((
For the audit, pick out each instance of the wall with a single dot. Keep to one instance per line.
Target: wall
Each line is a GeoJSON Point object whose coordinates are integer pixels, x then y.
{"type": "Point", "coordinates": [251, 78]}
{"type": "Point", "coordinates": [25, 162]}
))
What the exercise asks: All lines from the one containing "Target: wall" down to the final line above are to be restated word for word; leave out the rest.

Exercise answer:
Target: wall
Each line is a GeoJSON Point object whose coordinates are integer pixels, x then y.
{"type": "Point", "coordinates": [251, 78]}
{"type": "Point", "coordinates": [25, 162]}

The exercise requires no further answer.